Your goal — Beginning with the line that holds "Might I trouble you for the coordinates of the seated", set down each line of the data below through the very last, exactly as given, and nothing beyond that.

Dataset entries —
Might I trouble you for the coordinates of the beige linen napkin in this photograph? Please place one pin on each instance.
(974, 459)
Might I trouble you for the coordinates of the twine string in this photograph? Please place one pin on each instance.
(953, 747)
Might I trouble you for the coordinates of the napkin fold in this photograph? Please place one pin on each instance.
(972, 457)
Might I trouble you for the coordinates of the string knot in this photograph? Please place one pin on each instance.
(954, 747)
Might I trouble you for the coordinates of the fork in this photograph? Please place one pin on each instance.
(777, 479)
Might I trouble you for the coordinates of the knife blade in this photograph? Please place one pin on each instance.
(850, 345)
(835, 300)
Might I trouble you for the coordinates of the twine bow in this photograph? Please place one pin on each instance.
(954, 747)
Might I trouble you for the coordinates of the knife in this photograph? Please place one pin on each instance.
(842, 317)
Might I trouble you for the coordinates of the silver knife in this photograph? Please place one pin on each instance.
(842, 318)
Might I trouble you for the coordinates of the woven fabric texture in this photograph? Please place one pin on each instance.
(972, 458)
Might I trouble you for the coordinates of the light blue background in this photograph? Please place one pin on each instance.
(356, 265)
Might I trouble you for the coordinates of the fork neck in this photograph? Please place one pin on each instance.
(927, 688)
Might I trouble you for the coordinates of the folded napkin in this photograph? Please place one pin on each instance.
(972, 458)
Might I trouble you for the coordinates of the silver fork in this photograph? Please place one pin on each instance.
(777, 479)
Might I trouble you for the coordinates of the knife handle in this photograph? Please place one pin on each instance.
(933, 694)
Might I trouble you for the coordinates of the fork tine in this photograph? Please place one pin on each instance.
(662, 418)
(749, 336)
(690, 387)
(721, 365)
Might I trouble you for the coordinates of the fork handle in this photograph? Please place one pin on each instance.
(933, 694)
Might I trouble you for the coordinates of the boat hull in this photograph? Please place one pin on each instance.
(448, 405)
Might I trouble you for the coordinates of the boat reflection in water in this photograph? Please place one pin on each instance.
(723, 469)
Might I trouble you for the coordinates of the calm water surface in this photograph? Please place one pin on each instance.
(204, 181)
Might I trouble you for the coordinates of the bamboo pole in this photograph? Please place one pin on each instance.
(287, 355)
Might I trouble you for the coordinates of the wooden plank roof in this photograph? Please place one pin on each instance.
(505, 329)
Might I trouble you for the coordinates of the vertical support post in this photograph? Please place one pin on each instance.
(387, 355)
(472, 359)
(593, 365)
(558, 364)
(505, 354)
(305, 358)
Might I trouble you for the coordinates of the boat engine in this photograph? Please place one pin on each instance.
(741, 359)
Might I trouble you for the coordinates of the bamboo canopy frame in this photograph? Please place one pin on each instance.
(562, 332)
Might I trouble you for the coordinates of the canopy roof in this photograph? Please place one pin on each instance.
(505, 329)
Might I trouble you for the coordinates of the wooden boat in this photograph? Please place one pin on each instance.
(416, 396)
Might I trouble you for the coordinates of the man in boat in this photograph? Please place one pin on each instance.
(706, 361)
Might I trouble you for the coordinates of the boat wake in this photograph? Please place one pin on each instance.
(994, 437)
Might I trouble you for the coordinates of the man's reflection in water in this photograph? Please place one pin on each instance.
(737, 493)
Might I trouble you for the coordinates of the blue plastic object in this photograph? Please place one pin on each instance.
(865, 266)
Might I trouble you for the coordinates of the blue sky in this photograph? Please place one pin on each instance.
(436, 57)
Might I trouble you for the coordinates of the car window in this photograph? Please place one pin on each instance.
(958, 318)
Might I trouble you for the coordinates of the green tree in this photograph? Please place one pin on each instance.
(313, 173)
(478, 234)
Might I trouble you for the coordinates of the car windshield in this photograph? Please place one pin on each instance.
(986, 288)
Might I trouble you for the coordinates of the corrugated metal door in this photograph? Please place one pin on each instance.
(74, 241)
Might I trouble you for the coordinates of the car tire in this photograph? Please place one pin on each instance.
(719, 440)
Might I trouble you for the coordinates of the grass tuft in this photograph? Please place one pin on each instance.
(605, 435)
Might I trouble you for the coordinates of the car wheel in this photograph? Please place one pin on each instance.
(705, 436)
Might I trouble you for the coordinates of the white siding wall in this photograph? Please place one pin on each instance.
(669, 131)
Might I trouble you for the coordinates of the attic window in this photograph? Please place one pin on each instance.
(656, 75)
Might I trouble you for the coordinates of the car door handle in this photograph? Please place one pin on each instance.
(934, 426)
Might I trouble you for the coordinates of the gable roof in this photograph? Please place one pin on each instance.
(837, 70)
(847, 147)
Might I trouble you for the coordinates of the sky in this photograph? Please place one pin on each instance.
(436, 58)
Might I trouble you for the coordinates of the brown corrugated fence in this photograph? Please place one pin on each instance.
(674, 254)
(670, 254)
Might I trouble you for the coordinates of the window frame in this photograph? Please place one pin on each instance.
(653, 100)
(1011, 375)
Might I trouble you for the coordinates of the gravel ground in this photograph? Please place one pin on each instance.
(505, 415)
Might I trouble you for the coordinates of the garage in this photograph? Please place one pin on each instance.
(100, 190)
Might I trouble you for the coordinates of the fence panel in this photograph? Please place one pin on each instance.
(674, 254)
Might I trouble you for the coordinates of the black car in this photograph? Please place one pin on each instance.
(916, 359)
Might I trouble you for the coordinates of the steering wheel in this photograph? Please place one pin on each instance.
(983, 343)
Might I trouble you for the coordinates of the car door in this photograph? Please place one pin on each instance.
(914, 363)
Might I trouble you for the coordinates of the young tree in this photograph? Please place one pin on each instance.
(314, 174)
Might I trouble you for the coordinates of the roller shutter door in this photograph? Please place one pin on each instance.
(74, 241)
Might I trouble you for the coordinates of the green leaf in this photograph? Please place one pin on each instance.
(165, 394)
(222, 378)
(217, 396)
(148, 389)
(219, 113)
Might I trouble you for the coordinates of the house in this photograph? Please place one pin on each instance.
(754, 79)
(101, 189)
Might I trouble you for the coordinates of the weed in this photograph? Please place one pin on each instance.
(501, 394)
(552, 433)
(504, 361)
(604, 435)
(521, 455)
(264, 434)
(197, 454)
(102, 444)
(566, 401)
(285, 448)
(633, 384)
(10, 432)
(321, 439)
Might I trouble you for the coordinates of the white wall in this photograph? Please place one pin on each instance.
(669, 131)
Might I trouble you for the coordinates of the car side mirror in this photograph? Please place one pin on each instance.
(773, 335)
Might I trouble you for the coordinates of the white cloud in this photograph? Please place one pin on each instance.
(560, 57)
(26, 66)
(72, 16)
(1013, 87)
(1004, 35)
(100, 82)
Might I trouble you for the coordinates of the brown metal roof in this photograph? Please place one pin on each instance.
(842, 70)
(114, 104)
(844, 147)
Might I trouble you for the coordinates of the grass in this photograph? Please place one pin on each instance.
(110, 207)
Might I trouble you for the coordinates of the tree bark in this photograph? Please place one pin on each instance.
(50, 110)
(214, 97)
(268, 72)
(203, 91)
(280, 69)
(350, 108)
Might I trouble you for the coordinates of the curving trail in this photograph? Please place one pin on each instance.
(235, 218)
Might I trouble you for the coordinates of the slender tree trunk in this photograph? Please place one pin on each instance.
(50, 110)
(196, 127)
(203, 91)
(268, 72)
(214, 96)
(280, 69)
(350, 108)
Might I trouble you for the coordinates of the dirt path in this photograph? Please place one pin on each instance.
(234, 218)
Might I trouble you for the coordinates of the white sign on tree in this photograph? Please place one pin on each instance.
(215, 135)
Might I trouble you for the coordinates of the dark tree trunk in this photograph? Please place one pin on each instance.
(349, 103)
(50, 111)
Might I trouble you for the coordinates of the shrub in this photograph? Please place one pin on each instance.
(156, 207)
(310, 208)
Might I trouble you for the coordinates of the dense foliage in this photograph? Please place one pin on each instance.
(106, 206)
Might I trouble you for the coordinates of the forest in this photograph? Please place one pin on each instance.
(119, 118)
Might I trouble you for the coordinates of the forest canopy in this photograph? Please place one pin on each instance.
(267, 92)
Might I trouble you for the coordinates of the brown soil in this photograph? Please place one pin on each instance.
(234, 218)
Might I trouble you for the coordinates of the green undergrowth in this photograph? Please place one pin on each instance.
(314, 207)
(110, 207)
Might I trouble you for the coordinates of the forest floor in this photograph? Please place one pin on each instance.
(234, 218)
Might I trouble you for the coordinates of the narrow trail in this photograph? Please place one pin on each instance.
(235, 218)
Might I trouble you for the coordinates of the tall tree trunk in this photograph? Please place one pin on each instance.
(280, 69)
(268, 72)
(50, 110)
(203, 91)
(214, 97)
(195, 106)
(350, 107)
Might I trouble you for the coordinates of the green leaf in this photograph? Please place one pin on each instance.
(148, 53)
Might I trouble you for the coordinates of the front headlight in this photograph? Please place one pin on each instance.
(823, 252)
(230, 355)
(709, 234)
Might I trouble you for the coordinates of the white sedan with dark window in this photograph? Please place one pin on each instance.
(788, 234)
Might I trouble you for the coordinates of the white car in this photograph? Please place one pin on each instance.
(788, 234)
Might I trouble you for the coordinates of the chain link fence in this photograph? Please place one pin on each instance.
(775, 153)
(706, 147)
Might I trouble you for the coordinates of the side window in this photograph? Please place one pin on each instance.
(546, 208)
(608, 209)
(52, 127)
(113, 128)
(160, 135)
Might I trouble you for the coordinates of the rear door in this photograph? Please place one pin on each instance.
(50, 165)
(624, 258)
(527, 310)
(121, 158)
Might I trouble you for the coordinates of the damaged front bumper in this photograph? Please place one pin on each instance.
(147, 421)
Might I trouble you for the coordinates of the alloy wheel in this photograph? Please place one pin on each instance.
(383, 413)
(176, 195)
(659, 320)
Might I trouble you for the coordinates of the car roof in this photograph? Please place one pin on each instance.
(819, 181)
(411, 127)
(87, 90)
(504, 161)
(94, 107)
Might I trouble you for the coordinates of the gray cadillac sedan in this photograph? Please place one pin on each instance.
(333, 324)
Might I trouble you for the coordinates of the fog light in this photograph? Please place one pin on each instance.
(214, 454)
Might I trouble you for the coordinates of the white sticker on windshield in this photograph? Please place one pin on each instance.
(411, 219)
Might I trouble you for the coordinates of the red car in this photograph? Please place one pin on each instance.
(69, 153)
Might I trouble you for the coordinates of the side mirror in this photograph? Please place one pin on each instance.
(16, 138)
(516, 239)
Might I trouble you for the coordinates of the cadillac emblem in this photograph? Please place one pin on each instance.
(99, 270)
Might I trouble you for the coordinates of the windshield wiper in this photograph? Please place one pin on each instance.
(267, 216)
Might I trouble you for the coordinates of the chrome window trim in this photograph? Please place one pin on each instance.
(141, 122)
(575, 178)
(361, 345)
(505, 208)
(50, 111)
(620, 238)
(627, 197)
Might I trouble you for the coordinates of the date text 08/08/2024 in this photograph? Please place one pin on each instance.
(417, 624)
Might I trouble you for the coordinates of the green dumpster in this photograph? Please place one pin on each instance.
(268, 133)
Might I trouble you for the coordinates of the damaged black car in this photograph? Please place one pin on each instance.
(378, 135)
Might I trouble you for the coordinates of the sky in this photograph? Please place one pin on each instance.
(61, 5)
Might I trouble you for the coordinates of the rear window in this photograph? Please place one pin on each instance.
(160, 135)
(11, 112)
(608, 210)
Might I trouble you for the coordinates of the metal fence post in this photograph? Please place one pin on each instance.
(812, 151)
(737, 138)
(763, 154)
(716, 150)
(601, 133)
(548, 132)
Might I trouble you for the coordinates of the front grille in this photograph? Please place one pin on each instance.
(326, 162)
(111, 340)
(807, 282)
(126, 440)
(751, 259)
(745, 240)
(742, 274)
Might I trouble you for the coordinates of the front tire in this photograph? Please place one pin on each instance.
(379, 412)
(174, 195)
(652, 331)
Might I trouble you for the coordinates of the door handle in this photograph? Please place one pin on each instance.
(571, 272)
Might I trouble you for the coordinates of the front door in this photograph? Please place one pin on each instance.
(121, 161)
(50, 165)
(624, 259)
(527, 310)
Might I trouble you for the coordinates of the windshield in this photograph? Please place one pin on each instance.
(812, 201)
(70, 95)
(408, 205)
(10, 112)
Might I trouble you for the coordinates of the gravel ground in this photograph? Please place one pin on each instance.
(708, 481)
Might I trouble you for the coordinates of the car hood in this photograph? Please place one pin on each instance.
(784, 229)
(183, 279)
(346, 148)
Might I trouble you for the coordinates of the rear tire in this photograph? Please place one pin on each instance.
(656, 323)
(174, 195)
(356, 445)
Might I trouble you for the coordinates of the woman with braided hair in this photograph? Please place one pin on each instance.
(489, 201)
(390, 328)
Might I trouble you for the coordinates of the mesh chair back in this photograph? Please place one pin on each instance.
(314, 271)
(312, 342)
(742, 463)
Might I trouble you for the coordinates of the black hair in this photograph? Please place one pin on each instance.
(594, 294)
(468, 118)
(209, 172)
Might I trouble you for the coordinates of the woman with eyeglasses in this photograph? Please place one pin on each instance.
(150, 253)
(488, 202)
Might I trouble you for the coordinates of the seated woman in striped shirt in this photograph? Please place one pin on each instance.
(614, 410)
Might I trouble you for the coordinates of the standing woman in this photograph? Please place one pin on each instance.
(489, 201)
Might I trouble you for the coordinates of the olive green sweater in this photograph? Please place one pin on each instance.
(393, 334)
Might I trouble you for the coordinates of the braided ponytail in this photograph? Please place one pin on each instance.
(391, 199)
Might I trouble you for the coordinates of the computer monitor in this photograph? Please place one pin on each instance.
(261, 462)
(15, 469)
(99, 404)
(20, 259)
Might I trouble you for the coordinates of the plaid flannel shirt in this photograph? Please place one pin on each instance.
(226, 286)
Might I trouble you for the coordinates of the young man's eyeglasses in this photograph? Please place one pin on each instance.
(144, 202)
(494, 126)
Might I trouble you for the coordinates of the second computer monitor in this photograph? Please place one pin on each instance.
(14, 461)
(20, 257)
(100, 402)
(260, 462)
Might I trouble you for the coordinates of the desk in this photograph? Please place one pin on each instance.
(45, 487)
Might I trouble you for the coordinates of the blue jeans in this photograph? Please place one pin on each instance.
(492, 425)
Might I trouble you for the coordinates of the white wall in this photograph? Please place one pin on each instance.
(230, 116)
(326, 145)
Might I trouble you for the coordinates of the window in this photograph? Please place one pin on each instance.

Solution for this task —
Might I trouble you for the coordinates of the seated woman in striped shirt in this photograph? Please place one pin on each instance.
(614, 410)
Might I trouble you for the coordinates of the standing woman in this photograph? Please place one pin on each instance.
(489, 201)
Might I trouble you for the coordinates of the olive green sweater in this photograph? Please place one pin on each instance.
(393, 334)
Might I trouble you for the coordinates of the braided ponytail in this photograph? Please place one pin on each instance.
(391, 199)
Might I trouble you for the coordinates of the computer monitor in this photograph? Please place one pin on each instance.
(261, 462)
(15, 469)
(99, 404)
(20, 259)
Might I trouble you for the coordinates of the plaid flannel shirt in this photograph? Please place one pin on each instance.
(226, 286)
Might I trouble you for the coordinates of the young man's eyeglasses in this photograph? Please place one pin on each instance.
(144, 202)
(494, 126)
Might I trouble you for the coordinates of the second computer monitor in this photograph? Please place one pin on each instance.
(14, 461)
(20, 257)
(100, 402)
(260, 462)
Might I trouble you for the coordinates of the desk in this photograph? Please place one pin on each instance.
(45, 487)
Might I trouble you for the coordinates of the blue jeans in this photograph? Please place one pin on each instance.
(492, 425)
Might I trouble you for the coordinates of the white wall in this photograph? Please place one pin on each instance.
(230, 116)
(326, 145)
Might I trouble you for the coordinates of the window in this photograph? Please place one pin on each instance.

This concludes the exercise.